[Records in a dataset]
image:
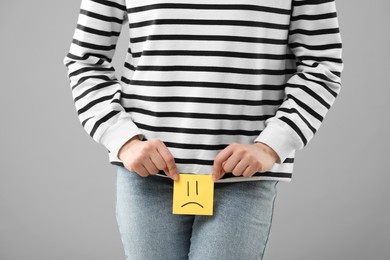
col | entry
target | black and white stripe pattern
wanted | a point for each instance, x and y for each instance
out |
(201, 75)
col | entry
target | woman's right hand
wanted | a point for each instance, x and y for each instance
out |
(148, 157)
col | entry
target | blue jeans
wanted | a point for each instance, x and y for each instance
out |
(239, 228)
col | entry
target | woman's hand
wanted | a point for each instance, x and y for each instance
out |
(244, 159)
(148, 157)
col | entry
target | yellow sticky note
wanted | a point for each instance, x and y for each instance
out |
(193, 194)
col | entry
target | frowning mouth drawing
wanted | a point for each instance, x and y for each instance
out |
(188, 195)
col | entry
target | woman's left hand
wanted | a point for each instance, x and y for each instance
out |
(244, 159)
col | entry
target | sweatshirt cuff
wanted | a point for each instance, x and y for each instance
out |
(118, 134)
(279, 139)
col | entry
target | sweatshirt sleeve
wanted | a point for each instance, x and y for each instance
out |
(95, 90)
(314, 39)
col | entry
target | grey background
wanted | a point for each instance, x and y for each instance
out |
(57, 189)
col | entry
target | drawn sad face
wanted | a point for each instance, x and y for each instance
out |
(193, 194)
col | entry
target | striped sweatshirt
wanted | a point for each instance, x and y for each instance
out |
(200, 75)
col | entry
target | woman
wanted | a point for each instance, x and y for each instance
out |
(209, 87)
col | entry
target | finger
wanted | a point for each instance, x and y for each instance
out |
(218, 162)
(141, 171)
(231, 163)
(170, 169)
(150, 167)
(240, 167)
(249, 171)
(158, 161)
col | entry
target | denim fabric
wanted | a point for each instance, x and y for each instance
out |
(239, 228)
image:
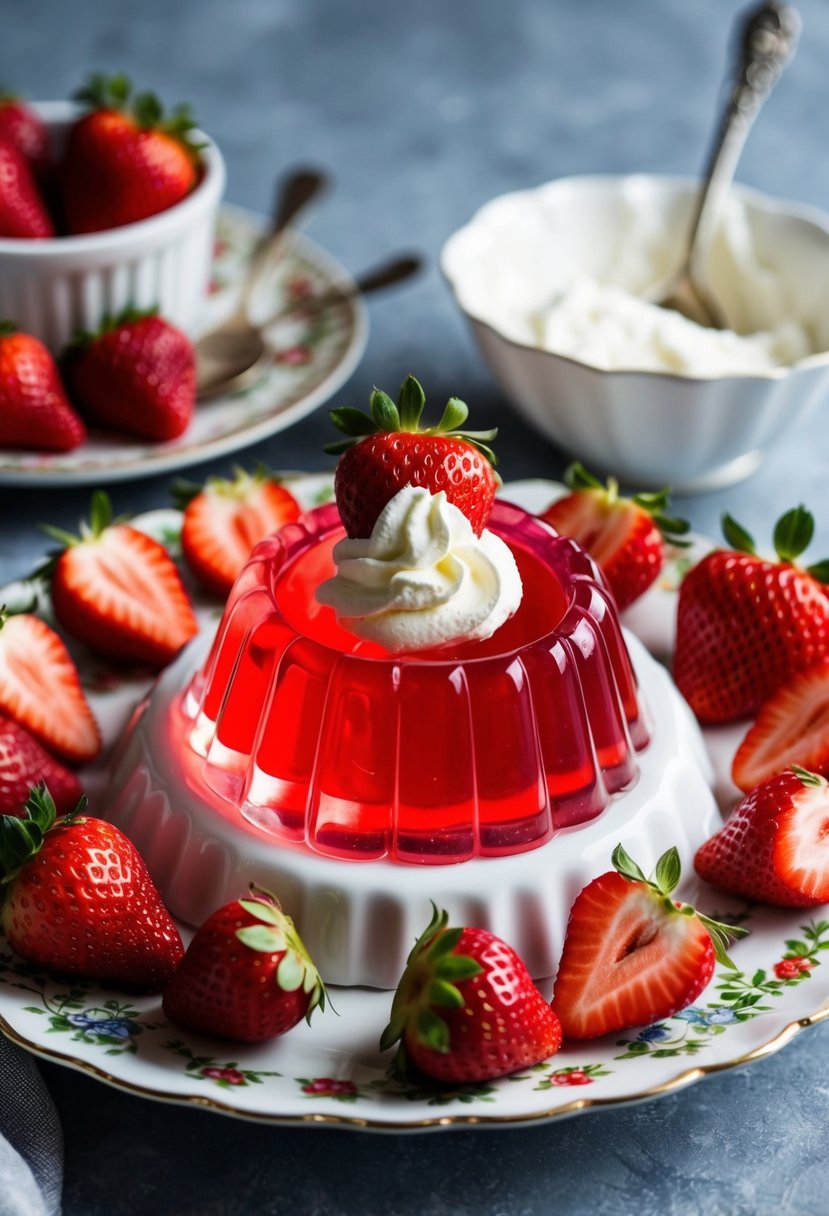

What is required: Return each line of the records above that contains the word "woman".

Solution:
target | woman's right hand
target | woman's hand
target | woman's left hand
target | woman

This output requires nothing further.